🏗️Architecture

This page describes SLM-Lab's architecture and control flow.

Control Hierarchy

SLM-Lab organizes training into a hierarchical structure:

CLI (slm-lab command)
 └── Experiment (hyperparameter search)
      └── Trial (one configuration)
           └── Session (one random seed)
                ├── Agent
                │    ├── Algorithm
                │    └── Memory
                └── Env
                     └── MetricsTracker

Level	Purpose	Configured By
Experiment	Orchestrates hyperparameter search via Ray Tune	meta.max_trial, search block
Trial	Runs multiple sessions with one configuration	meta.max_session
Session	Single training run, owns Agent and Env	Random seed

In most cases, you run a single Trial (which creates multiple Sessions). Experiments are used for hyperparameter tuning.

Agent Components

The Agent is a container that wires together three components:

Agent
 ├── Algorithm (policy, training logic)
 │    ├── Networks (actor, critic, Q-function)
 │    └── Optimizers
 ├── Memory (experience storage)
 └── MetricsTracker (logging)

Algorithm

Implements the RL algorithm: network architecture, action selection, and gradient updates.

Class Hierarchy:

Algorithm (base)
 ├── SARSA
 │    └── VanillaDQN → DQNBase → DQN → DoubleDQN
 └── Reinforce
      └── ActorCritic (A2C)

RECORDED DATA
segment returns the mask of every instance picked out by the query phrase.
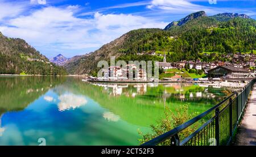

SET EXERCISE A
Using the SLM-Lab architecture page, decide whether each statement agrees with it: (i) A Trial runs multiple sessions with one configuration. (ii) In most cases, you run an Experiment. (iii) The Agent wires together two components. Give yes or no for each and quote the deciding words.
SET EXERCISE B
Summarize the SLM-Lab architecture page in two sentences.

EXERCISE RESULT A
(i) Yes: "Runs multiple sessions with one configuration"
(ii) No: "In most cases, you run a single Trial (which creates multiple Sessions)."
(iii) No: "The Agent is a container that wires together three components"

EXERCISE RESULT B
SLM-Lab organizes training into a hierarchy: an Experiment runs hyperparameter search, a Trial runs multiple sessions with one configuration, and a Session is a single training run that owns the Agent and Env. The Agent wires together three components: an Algorithm that implements the RL algorithm, a Memory for experience storage, and a MetricsTracker for logging.